▶ [What the exercise asks] Render the entries from the line that contains "Run detection for overcast" through the end of the entries, both ends included, as a Markdown table with the columns "No." and "Line", giving each line a row number and leaving out blank lines.

▶ [Provided records]
## begin

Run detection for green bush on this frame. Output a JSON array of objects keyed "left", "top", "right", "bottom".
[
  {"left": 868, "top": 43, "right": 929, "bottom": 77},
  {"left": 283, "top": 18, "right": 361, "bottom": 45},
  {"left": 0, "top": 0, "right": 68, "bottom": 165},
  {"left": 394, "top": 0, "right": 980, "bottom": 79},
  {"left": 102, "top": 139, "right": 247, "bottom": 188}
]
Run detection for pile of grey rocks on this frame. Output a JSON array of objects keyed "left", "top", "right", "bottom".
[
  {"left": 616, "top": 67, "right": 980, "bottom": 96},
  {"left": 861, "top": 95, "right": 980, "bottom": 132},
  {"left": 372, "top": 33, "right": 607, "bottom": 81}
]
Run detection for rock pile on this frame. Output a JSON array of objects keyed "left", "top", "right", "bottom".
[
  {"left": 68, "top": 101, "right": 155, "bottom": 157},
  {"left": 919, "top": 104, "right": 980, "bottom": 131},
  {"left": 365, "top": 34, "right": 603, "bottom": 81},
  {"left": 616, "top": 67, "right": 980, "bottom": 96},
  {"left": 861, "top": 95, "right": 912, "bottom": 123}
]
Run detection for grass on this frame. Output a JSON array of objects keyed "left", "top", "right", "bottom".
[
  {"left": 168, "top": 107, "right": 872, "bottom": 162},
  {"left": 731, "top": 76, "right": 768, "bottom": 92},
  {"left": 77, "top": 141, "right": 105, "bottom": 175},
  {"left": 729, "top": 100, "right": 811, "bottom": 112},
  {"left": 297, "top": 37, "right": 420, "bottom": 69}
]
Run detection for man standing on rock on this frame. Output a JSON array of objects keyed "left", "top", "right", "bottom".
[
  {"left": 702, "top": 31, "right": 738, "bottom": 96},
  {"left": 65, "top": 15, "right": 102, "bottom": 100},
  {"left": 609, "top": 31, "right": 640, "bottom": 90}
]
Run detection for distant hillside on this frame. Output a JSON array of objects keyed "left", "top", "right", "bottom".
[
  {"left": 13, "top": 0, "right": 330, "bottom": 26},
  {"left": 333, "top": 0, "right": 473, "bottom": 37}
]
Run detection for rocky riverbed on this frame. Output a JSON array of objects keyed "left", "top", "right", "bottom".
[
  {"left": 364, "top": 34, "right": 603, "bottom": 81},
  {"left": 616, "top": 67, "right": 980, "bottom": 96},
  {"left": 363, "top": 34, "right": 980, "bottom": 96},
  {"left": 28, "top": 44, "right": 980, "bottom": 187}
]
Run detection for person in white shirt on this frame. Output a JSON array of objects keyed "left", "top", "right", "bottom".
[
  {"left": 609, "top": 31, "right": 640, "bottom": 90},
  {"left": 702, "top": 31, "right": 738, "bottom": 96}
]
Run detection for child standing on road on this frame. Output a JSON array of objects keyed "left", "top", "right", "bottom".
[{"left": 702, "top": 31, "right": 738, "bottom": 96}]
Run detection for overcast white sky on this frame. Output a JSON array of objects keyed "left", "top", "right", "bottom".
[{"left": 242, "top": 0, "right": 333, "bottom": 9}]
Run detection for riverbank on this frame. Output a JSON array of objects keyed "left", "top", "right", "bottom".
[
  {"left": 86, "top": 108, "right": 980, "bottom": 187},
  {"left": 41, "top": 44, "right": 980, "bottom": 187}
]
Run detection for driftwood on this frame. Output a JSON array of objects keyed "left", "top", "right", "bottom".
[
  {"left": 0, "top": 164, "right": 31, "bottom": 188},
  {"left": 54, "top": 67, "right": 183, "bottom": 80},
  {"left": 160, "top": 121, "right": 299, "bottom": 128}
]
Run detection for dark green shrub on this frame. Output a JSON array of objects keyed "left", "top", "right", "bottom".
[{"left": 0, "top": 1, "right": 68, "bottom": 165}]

## end

▶ [Final result]
| No. | Line |
|---|---|
| 1 | Run detection for overcast white sky on this frame. Output a JSON array of objects keyed "left", "top", "right", "bottom". |
| 2 | [{"left": 242, "top": 0, "right": 333, "bottom": 9}] |
| 3 | Run detection for riverbank on this frame. Output a JSON array of objects keyed "left", "top", "right", "bottom". |
| 4 | [ |
| 5 |   {"left": 86, "top": 108, "right": 980, "bottom": 187}, |
| 6 |   {"left": 41, "top": 44, "right": 980, "bottom": 187} |
| 7 | ] |
| 8 | Run detection for driftwood on this frame. Output a JSON array of objects keyed "left", "top", "right", "bottom". |
| 9 | [ |
| 10 |   {"left": 0, "top": 164, "right": 31, "bottom": 188}, |
| 11 |   {"left": 54, "top": 67, "right": 183, "bottom": 80}, |
| 12 |   {"left": 160, "top": 121, "right": 299, "bottom": 128} |
| 13 | ] |
| 14 | Run detection for dark green shrub on this frame. Output a JSON array of objects keyed "left", "top", "right", "bottom". |
| 15 | [{"left": 0, "top": 1, "right": 68, "bottom": 165}] |